[Task objective] Copy the data below exactly, from the line with "After viewing the picture above, confirm whether any sunlight" up to and including the line with "0, 534, 113]]".

-- START OF Data provided --

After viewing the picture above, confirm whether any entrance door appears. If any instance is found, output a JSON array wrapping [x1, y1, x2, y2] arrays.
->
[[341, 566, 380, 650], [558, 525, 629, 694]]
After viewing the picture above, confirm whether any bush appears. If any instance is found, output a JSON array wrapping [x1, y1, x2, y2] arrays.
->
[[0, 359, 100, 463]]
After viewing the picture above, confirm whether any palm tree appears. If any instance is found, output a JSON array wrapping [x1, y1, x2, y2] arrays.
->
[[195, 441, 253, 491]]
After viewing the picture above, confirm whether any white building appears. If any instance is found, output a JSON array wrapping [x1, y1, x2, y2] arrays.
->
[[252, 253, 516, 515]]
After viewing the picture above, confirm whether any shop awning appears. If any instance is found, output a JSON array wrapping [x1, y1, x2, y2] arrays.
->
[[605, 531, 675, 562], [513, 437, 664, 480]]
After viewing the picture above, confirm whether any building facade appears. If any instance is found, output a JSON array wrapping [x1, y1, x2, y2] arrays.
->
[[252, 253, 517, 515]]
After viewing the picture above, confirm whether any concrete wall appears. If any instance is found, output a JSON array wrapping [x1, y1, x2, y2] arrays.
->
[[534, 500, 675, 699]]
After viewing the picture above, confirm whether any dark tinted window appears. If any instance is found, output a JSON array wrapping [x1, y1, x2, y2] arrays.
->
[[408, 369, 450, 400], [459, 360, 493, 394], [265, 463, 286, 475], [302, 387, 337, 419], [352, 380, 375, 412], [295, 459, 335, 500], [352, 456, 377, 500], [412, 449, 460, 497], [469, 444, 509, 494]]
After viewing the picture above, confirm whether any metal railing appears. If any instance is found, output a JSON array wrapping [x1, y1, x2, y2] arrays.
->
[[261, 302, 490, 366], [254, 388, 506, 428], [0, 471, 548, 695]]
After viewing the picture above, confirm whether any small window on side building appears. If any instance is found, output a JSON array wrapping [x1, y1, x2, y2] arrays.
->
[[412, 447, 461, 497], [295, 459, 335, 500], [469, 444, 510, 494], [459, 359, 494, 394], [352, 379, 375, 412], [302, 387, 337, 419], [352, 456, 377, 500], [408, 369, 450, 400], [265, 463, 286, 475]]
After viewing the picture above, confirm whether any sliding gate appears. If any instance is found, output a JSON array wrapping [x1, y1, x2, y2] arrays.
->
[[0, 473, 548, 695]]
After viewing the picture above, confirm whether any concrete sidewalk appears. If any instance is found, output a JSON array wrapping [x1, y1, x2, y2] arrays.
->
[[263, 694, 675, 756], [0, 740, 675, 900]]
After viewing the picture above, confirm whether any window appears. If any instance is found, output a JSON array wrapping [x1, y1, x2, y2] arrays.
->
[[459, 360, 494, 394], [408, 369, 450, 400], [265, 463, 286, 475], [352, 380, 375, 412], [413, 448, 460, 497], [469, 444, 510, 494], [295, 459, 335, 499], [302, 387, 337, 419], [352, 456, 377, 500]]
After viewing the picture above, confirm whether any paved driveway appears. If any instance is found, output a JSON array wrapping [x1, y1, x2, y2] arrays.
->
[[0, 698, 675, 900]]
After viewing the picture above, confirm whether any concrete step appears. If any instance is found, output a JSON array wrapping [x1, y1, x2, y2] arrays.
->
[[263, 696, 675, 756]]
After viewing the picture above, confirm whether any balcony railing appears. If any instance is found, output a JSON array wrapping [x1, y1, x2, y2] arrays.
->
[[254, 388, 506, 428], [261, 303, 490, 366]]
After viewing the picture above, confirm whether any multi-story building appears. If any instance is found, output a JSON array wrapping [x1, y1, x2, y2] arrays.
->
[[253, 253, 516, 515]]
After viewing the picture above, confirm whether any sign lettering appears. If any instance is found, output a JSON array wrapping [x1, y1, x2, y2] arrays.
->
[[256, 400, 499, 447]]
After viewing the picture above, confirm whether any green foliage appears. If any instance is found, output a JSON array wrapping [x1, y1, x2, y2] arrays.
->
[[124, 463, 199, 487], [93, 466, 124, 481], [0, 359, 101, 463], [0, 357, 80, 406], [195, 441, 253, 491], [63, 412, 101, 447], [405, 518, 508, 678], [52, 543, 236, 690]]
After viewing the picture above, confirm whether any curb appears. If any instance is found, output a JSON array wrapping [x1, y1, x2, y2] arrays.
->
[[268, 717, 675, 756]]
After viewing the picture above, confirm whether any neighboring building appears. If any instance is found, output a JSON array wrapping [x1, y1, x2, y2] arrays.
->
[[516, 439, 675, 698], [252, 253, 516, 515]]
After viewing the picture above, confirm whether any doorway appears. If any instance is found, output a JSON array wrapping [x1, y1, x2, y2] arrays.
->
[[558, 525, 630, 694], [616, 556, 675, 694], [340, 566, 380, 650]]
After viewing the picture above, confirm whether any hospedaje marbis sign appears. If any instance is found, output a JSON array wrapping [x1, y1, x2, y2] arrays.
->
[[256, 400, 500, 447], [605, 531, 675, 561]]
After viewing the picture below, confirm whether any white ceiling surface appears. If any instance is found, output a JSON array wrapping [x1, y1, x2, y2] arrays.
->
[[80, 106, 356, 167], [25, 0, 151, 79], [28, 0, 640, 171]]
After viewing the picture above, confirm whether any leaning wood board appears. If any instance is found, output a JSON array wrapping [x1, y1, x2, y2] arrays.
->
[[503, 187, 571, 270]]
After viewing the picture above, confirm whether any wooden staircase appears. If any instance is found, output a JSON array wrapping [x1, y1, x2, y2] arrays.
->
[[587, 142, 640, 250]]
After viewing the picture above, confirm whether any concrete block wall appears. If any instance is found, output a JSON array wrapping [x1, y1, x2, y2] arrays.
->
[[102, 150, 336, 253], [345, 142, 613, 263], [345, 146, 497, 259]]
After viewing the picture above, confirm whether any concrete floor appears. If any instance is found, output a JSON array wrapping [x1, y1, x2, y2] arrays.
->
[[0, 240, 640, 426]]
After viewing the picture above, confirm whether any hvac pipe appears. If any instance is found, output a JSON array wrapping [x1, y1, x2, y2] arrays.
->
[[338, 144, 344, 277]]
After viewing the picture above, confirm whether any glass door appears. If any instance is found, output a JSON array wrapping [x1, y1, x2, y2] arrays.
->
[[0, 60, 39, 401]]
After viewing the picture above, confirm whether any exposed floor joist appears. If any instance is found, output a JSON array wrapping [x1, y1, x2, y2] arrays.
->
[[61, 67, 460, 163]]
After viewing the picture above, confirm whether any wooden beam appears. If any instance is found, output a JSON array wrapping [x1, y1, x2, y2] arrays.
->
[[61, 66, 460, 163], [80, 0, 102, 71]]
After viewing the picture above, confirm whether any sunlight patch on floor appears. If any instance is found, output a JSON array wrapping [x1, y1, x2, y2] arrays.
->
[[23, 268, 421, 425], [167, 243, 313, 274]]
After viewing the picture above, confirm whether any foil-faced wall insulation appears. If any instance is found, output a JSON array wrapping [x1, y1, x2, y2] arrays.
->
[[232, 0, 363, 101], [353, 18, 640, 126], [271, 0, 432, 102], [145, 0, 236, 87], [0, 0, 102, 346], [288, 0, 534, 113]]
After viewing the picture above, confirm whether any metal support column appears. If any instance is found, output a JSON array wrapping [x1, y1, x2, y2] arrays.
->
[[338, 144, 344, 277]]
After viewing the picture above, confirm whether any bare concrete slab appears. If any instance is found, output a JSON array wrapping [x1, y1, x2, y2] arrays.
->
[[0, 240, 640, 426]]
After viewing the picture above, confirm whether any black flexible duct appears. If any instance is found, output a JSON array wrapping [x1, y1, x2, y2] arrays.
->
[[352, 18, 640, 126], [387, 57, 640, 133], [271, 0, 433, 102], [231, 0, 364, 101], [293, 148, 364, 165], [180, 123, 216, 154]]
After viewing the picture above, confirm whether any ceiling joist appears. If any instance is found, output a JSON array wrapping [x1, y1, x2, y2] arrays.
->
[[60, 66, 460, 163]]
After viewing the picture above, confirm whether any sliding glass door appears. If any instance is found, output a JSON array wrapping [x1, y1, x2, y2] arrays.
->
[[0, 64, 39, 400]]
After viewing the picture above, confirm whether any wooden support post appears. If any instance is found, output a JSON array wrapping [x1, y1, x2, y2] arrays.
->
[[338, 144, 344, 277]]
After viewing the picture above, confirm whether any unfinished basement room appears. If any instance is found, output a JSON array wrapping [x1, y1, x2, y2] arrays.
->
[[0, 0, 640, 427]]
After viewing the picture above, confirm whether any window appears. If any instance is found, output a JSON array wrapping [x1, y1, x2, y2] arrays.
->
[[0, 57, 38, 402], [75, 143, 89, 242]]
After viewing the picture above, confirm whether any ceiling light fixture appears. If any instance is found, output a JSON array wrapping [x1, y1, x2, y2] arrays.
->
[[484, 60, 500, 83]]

-- END OF Data provided --

[Exercise answer]
After viewing the picture above, confirm whether any sunlight patch on floor appears. If any instance is found, output a JSON array wrapping [x1, y1, x2, y2] arrays.
->
[[23, 268, 421, 425], [167, 243, 313, 274]]
After viewing the picture above, confirm whether any foil-faced wall insulation appears. If any instance is found, output a JSON array wrapping [x1, y1, x2, y2] arrays.
->
[[232, 0, 363, 101], [353, 18, 640, 126], [271, 0, 432, 102], [145, 0, 236, 87], [0, 0, 102, 346], [288, 0, 534, 113]]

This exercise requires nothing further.